You seem to hit issues because you _want_ to hit them.

> Paste is crazy squiggly hash v (or maybe apple v?)

The key is called "command". Does "Command V" not make more sense than
"Control V"? And free up the Control key for more interesting stuff?

> I can't right click

You can, unless it's a 4+ years old machine it's just a preference (if you're
using a trackpad). Any 2+ buttons mouse will natively "right click". Even on
older machine, Ctrl+click will open a contextual menu.

> I can't win+d to the desktop

"Show Desktop" is natively bound to Command-F3 on modern macs, on older ones
it was on F11. It may also be bound to an active corner.

> So, go ahead, someone sell me on Macs.

Don't know if that will sell you. For me it was a combination of several
things:

* Unix environment with an actually useable terminal. By default. Even in 10.3/10.4 (and Terminal has come a long way since then). cmd.exe never "felt" right, I never found a windows shell worth using (even Putty is a pain), and if you're going to remote log into a _nix machine anyway why not use one in the first place?

☆ ☆ ☆ ☆ ☆ ☆ ☆

» **Objective A**
Answer these from the Mac forum reply:
(i) Which key combination is "Show Desktop" bound to on modern Macs?
(ii) On older machines, what opens a contextual menu?
(iii) Which program is described as "a pain" even though it is a Windows shell alternative?
The Mac forum reply and the records were taken from separate sources.

» **Saved data entries**
☆ ☆ ☆ ☆ ☆ ☆ ☆

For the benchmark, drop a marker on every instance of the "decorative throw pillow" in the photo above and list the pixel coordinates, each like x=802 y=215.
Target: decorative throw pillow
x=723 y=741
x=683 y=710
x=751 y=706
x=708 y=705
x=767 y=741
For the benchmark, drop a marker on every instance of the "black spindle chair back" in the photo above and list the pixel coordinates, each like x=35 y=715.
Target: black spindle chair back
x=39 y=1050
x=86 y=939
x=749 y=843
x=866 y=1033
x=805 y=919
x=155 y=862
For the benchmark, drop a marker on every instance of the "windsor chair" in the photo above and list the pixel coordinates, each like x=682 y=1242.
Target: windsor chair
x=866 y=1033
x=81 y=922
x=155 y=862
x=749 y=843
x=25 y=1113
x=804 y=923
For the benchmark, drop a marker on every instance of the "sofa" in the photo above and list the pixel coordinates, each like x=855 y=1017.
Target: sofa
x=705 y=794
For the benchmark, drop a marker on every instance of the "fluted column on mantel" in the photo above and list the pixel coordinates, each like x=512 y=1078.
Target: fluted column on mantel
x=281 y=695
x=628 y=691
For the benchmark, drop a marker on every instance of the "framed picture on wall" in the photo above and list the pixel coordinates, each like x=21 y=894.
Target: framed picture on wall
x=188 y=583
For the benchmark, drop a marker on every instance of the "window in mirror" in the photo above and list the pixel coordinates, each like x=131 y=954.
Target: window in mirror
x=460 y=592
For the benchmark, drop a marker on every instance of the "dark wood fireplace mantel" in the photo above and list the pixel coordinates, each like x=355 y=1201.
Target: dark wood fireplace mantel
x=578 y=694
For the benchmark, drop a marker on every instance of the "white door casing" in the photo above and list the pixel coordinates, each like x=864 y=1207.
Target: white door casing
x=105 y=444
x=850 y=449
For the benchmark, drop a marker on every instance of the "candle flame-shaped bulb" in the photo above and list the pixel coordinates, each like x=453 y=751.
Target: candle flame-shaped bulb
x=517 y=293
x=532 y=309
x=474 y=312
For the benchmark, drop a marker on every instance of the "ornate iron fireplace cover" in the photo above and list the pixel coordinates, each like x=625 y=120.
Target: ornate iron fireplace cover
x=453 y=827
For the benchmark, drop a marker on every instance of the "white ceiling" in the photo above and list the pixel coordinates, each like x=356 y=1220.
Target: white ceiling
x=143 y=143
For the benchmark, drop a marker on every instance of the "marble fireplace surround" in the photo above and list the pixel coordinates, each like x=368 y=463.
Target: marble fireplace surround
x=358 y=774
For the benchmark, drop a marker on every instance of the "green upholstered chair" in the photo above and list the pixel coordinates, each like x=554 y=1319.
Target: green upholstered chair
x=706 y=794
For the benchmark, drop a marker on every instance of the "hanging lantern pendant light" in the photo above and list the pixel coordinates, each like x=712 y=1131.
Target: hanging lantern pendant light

☆ ☆ ☆ ☆ ☆ ☆ ☆

» **Objective B**
Turn the records into a numbered list with blank lines left out, starting at the line that contains "like x=356 y=1220." and ending at the last line of the records.

» **Problem solution A**
(i) Command-F3
(ii) Ctrl+click
(iii) Putty

» **Problem solution B**
1. For the benchmark, drop a marker on every instance of the "white ceiling" in the photo above and list the pixel coordinates, each like x=356 y=1220.
2. Target: white ceiling
3. x=143 y=143
4. For the benchmark, drop a marker on every instance of the "marble fireplace surround" in the photo above and list the pixel coordinates, each like x=368 y=463.
5. Target: marble fireplace surround
6. x=358 y=774
7. For the benchmark, drop a marker on every instance of the "green upholstered chair" in the photo above and list the pixel coordinates, each like x=554 y=1319.
8. Target: green upholstered chair
9. x=706 y=794
10. For the benchmark, drop a marker on every instance of the "hanging lantern pendant light" in the photo above and list the pixel coordinates, each like x=712 y=1131.
11. Target: hanging lantern pendant light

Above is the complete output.